Task requirements: Please reproduce the listing verbatim, without its images.

Information given:

--

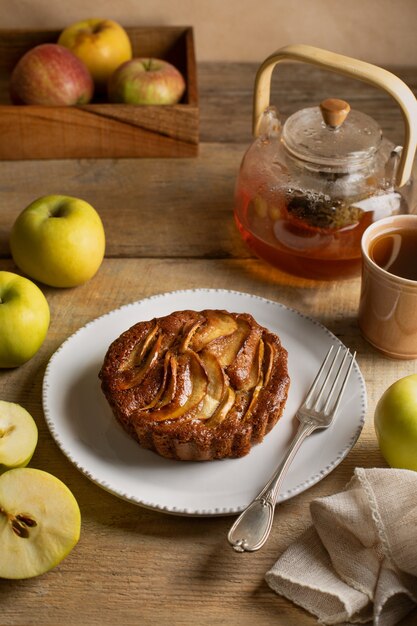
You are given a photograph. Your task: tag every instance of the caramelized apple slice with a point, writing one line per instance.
(223, 409)
(166, 390)
(134, 377)
(226, 348)
(139, 351)
(244, 370)
(189, 335)
(190, 389)
(216, 384)
(269, 361)
(218, 324)
(263, 379)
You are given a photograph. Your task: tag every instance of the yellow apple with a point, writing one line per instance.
(40, 522)
(24, 319)
(395, 422)
(58, 240)
(101, 44)
(18, 436)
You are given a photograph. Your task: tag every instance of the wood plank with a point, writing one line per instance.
(103, 130)
(149, 207)
(97, 131)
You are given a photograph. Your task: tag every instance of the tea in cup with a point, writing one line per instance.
(388, 301)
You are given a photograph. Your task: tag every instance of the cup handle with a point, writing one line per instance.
(353, 68)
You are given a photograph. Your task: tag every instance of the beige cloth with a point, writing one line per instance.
(358, 562)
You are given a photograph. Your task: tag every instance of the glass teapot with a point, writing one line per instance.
(307, 189)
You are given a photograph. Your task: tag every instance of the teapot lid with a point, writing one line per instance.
(332, 135)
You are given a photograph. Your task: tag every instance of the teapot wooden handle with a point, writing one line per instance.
(353, 68)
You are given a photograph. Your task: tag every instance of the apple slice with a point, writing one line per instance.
(244, 370)
(223, 409)
(18, 436)
(40, 522)
(219, 324)
(137, 354)
(216, 384)
(191, 386)
(227, 347)
(135, 376)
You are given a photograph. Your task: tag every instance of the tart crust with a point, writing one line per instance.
(197, 385)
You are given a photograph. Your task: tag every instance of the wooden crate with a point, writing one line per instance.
(101, 129)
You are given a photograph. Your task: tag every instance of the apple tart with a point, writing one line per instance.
(197, 385)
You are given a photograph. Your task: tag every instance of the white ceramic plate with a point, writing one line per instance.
(83, 426)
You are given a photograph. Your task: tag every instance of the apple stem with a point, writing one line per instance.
(6, 431)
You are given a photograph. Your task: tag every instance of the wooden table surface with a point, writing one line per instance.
(169, 226)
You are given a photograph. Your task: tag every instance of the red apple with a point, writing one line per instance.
(146, 81)
(50, 74)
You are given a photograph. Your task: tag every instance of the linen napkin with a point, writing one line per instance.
(357, 563)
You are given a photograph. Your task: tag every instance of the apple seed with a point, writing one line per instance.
(6, 431)
(20, 523)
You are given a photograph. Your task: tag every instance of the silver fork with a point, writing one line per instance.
(251, 529)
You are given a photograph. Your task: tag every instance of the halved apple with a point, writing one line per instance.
(18, 436)
(40, 522)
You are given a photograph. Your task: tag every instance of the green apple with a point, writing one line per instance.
(18, 436)
(24, 319)
(40, 522)
(395, 422)
(58, 240)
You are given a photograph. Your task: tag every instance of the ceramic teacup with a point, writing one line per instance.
(388, 302)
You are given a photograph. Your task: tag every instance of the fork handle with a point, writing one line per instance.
(251, 529)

--

Written solution:
You are given a photograph. Your task: tag every instance of the caramelized apple slice with a point, writing one line per instance.
(223, 409)
(166, 390)
(134, 377)
(226, 348)
(139, 351)
(244, 370)
(189, 335)
(190, 389)
(216, 384)
(269, 361)
(218, 324)
(263, 379)
You are given a photograph. Your task: tag every instance of the yellow apple with a point, writing one line per instance.
(40, 522)
(24, 319)
(395, 422)
(58, 240)
(101, 44)
(18, 436)
You are given a photograph. Your task: tag every instance of the wood plank with a point, writing one line per instance.
(103, 130)
(149, 207)
(97, 131)
You are given a photograph. Your task: tag every instance of the tea in cup with a point, writing one line per instance.
(388, 301)
You are given a photograph. Your task: tag every instance of the cup handle with a point, writing one line per instance.
(353, 68)
You are given a photograph. Your task: tag every instance of the beige cloth with a point, writing one line per instance.
(358, 562)
You are given a photograph. Your task: tag every instance of the glass teapot with a point, writing one line per instance.
(307, 189)
You are given a photograph. Your task: tag every instance of the teapot lid with a point, writing one line per instance.
(332, 135)
You are given a photograph. Your task: tag every instance of the teapot wooden handle with a point, writing one line per instance.
(353, 68)
You are given a photograph. Your task: tag every instance of the apple slice with a point, writing one line per instance.
(244, 370)
(223, 409)
(18, 436)
(40, 522)
(219, 324)
(137, 354)
(216, 384)
(191, 386)
(227, 347)
(135, 376)
You are given a photograph. Your task: tag every instance of the tart crust with a point, writing one line per instance.
(197, 385)
You are given a photograph. Your task: tag every instance of the wooden crate with a point, writing one line per instance.
(101, 129)
You are given a photograph. Your task: tag every instance of the apple tart with a point, writing one line per instance.
(197, 385)
You are given a photograph. Your task: tag every instance of the white ceramic plate with a point, writing one line per instance.
(83, 426)
You are given a photograph. Your task: tag every instance of the apple stem with a point, writing one line per instance.
(6, 431)
You are given a photograph. Your task: tag every instance of the wooden table surface with a point, writing one line per instance.
(169, 226)
You are given a photograph. Your task: tag every instance of the red apple with a point, writing one line per instance.
(146, 81)
(50, 74)
You are given a photograph. Your task: tag every instance of the linen napkin with a point, writing one line per instance.
(357, 563)
You are given a photograph. Your task: tag every instance of the apple seed with a point, writing one line per instance.
(6, 431)
(20, 523)
You are given a photograph. Your task: tag every instance of the silver fork with a point, writing one line per instance.
(251, 529)
You are given a photograph. Your task: tag every instance of the halved apple with a point, writing one line per instance.
(18, 436)
(40, 522)
You are given a photograph. Your task: tag every instance of the green apple with a point, writing one line per instance.
(18, 436)
(24, 319)
(40, 522)
(395, 422)
(58, 240)
You are given a photograph. Your task: tag every instance of the ceramic teacup with a point, writing one line per instance.
(388, 302)
You are given a photograph. Your task: tag every instance of the fork handle with a point, writing one line per instance.
(251, 529)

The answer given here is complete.